EXERCISE PROMPT: Swap every "service" in the entries below for "annotator" and write the entries out again with nothing else changed. Leave the pictures out.

SOURCE DATA:

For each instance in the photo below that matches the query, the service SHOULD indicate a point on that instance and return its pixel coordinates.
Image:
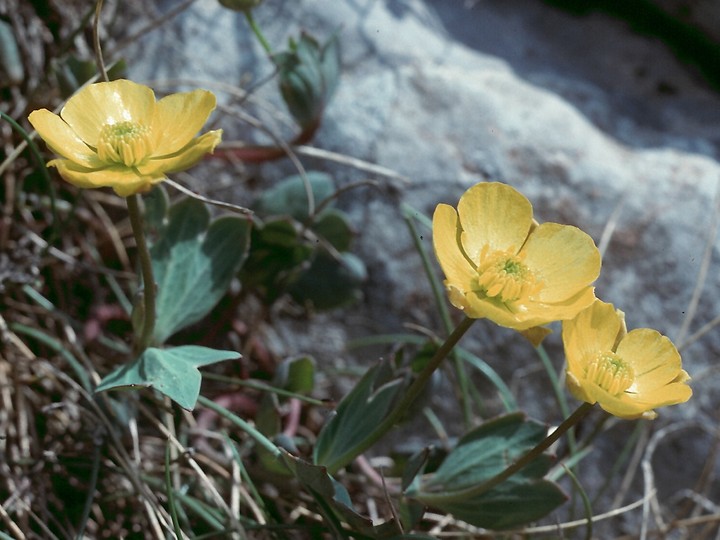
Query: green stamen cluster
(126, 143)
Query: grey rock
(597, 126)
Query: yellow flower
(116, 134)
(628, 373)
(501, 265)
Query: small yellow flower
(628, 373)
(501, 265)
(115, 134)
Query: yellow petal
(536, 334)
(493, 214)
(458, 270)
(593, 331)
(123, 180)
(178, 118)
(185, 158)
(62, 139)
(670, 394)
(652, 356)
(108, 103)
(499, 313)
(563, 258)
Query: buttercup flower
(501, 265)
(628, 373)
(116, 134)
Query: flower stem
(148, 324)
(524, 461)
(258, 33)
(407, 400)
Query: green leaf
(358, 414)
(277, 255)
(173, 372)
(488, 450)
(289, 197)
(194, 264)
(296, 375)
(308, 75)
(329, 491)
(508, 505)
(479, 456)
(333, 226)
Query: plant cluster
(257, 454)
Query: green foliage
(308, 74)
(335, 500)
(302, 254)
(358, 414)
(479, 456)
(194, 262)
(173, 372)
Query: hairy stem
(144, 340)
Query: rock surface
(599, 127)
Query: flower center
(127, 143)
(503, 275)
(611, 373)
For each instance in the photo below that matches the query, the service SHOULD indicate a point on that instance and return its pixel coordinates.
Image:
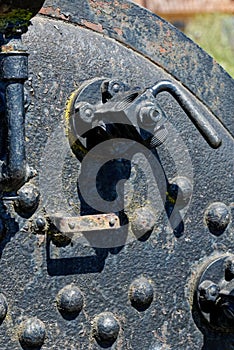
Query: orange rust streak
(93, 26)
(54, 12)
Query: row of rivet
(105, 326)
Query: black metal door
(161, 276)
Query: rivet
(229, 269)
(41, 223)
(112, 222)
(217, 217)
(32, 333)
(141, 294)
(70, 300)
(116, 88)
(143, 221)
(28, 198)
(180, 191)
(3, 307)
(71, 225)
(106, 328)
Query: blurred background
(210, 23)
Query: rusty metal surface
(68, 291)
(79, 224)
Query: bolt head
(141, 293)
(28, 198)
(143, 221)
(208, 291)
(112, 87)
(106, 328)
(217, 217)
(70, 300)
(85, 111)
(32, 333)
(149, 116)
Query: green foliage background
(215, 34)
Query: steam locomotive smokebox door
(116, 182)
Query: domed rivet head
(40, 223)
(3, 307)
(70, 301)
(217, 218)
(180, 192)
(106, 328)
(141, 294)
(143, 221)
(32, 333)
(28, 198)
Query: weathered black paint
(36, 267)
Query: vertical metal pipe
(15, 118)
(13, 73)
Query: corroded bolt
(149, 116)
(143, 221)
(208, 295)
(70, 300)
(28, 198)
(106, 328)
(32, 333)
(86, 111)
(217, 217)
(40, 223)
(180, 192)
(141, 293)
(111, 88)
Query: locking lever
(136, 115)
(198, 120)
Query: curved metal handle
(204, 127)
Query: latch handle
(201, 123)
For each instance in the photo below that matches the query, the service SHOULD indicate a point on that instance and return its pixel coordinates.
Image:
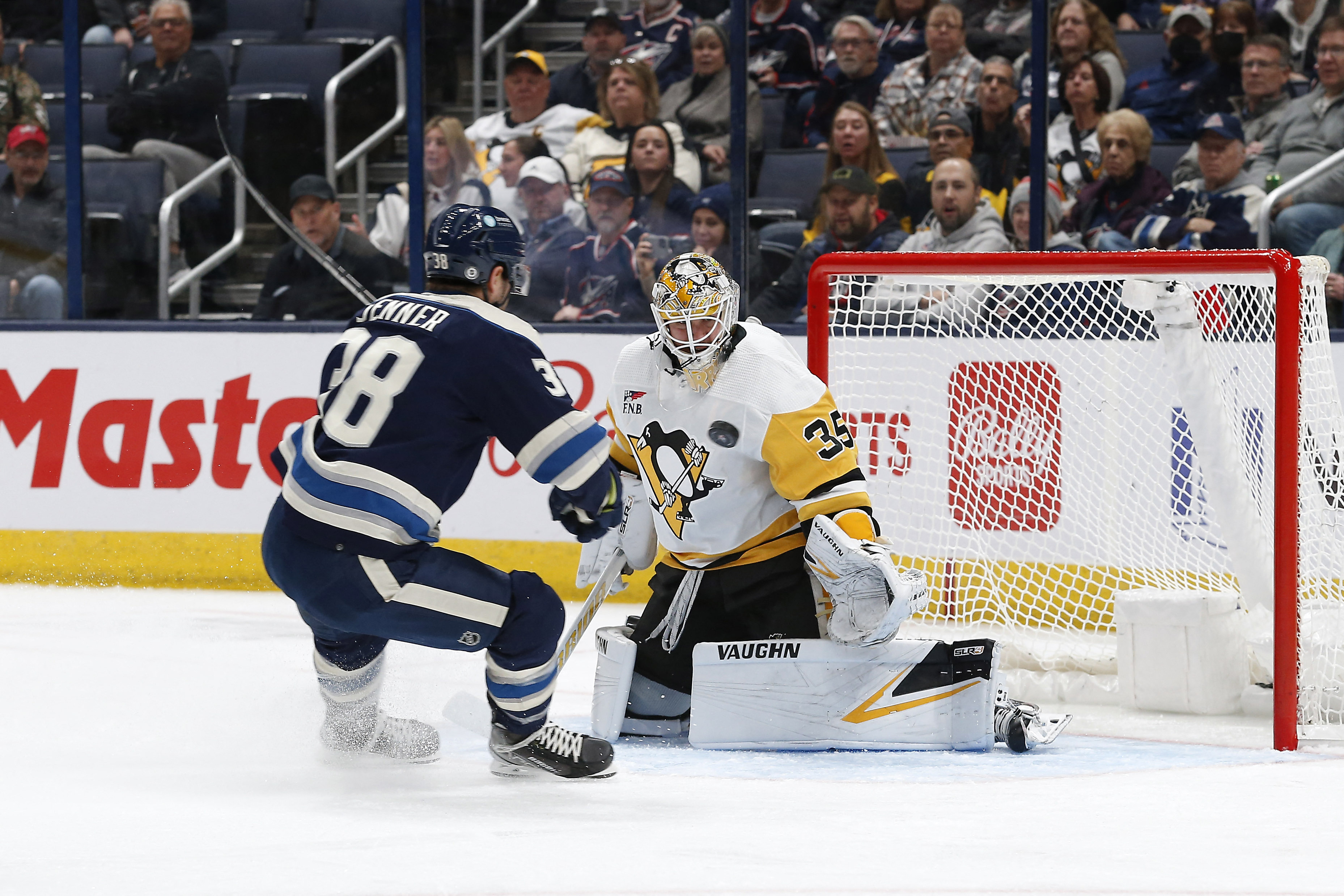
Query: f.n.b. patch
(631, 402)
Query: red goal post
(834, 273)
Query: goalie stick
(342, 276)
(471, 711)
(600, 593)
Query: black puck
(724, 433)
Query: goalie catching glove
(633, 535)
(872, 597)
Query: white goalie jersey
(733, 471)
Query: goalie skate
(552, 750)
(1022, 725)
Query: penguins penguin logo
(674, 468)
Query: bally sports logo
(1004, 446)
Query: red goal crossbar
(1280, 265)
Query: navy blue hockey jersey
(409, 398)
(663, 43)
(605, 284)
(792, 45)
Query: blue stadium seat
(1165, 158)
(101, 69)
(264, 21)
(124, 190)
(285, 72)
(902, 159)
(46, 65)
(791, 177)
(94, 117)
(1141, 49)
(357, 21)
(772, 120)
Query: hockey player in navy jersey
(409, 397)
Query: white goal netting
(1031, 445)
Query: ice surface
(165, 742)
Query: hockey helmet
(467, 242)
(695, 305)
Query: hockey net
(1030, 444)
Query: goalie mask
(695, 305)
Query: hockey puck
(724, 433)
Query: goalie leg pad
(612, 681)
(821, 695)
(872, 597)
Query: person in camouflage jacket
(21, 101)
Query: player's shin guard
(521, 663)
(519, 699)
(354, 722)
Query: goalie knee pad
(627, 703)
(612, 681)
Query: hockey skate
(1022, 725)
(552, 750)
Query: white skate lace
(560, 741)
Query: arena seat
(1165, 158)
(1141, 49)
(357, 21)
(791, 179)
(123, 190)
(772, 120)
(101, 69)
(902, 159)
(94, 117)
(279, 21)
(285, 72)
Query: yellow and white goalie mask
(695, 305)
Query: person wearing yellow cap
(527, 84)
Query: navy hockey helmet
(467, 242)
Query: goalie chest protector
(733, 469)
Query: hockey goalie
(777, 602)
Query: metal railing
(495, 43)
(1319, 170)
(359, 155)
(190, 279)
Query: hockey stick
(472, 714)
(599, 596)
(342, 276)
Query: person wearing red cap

SOLUTION FOR THIS EXERCISE:
For each instance in the photo below that matches the query, the annotator SHOULD indicate a point on that instance and return its pixel coordinates.
Image:
Query: green stamen cluster
(126, 143)
Query: grey rock
(597, 126)
Query: yellow flower
(116, 134)
(628, 373)
(501, 265)
Query: small yellow flower
(628, 373)
(501, 265)
(115, 134)
Query: yellow petal
(536, 334)
(493, 214)
(458, 270)
(593, 331)
(123, 180)
(178, 118)
(185, 158)
(62, 139)
(670, 394)
(652, 356)
(108, 103)
(499, 313)
(563, 258)
Query: buttercup flower
(501, 265)
(628, 373)
(116, 134)
Query: flower stem
(148, 324)
(524, 461)
(258, 33)
(407, 400)
Query: green leaf
(358, 414)
(277, 255)
(173, 372)
(488, 450)
(289, 197)
(194, 264)
(296, 375)
(308, 75)
(329, 491)
(508, 505)
(479, 456)
(333, 226)
Query: plant cluster
(257, 454)
Query: green foliage
(308, 74)
(335, 500)
(302, 254)
(358, 414)
(479, 456)
(194, 262)
(173, 372)
Query: hairy stem
(144, 340)
Query: rock surface
(599, 127)
Query: flower center
(127, 143)
(503, 275)
(611, 373)
For each instance in the photo below that matches the query, the annotator SHOULD indicate a point on that instance and return its pixel coordinates.
Image:
Query: orange rust streak
(93, 26)
(54, 12)
Query: row of rivet
(105, 326)
Query: black metal door
(161, 276)
Query: rivet
(229, 269)
(41, 223)
(112, 222)
(217, 217)
(32, 333)
(141, 294)
(70, 300)
(116, 88)
(143, 221)
(28, 198)
(180, 191)
(3, 307)
(71, 225)
(106, 328)
Query: blurred background
(210, 23)
Query: rusty metal surface
(68, 291)
(79, 224)
Query: bolt head
(141, 293)
(28, 198)
(143, 221)
(208, 291)
(112, 87)
(106, 328)
(217, 217)
(70, 300)
(85, 111)
(32, 333)
(149, 116)
Query: green foliage background
(215, 34)
Query: steam locomotive smokebox door
(116, 182)
Query: domed rivet head
(40, 223)
(3, 307)
(70, 301)
(217, 218)
(180, 192)
(106, 328)
(141, 294)
(143, 221)
(32, 333)
(28, 198)
Query: weathered black paint
(36, 267)
Query: vertical metal pipe
(15, 118)
(13, 73)
Query: corroded bolt
(149, 116)
(143, 221)
(208, 295)
(70, 300)
(28, 198)
(106, 328)
(32, 333)
(86, 111)
(217, 217)
(40, 223)
(180, 192)
(141, 293)
(111, 88)
Query: locking lever
(136, 115)
(198, 120)
Query: curved metal handle
(204, 127)
Query: latch handle
(201, 123)
For each instance in the photo below that matches the query, the annotator SHOULD indicate a point on that instance and return its pixel coordinates.
Image:
Query: f.n.b. patch
(631, 402)
Query: red goal post
(834, 273)
Query: goalie stick
(342, 276)
(471, 711)
(600, 593)
Query: black puck
(724, 433)
Query: goalie catching glove
(633, 535)
(872, 597)
Query: white goalie jersey
(733, 471)
Query: goalie skate
(552, 750)
(1022, 725)
Query: penguins penguin logo
(674, 468)
Query: bally sports logo
(1004, 446)
Query: red goal crossbar
(1280, 265)
Query: navy blue hockey jersey
(409, 398)
(663, 43)
(605, 284)
(792, 45)
Query: blue stadium seat
(1165, 158)
(101, 69)
(264, 21)
(124, 190)
(285, 72)
(902, 159)
(46, 65)
(791, 177)
(94, 117)
(1141, 49)
(357, 21)
(772, 120)
Query: hockey player in navy jersey
(409, 397)
Query: white goal netting
(1031, 445)
Query: ice surface
(165, 742)
Query: hockey helmet
(467, 242)
(695, 305)
Query: hockey net
(1030, 444)
Query: goalie mask
(695, 305)
Query: hockey puck
(724, 433)
Query: goalie leg pad
(612, 681)
(821, 695)
(872, 597)
Query: person in camouflage jacket
(21, 101)
Query: player's shin guard
(521, 663)
(519, 699)
(354, 722)
Query: goalie knee pad
(627, 703)
(612, 681)
Query: hockey skate
(1022, 725)
(552, 750)
Query: white skate lace
(560, 741)
Query: arena seat
(1165, 158)
(1141, 49)
(357, 21)
(791, 179)
(123, 190)
(772, 120)
(101, 69)
(902, 159)
(94, 117)
(279, 21)
(285, 72)
Query: yellow and white goalie mask
(695, 305)
Query: person wearing yellow cap
(527, 84)
Query: navy hockey helmet
(467, 242)
Query: goalie chest protector
(733, 469)
Query: hockey goalie
(777, 602)
Query: metal railing
(495, 43)
(1319, 170)
(359, 155)
(190, 279)
Query: hockey stick
(472, 714)
(599, 596)
(342, 276)
Query: person wearing red cap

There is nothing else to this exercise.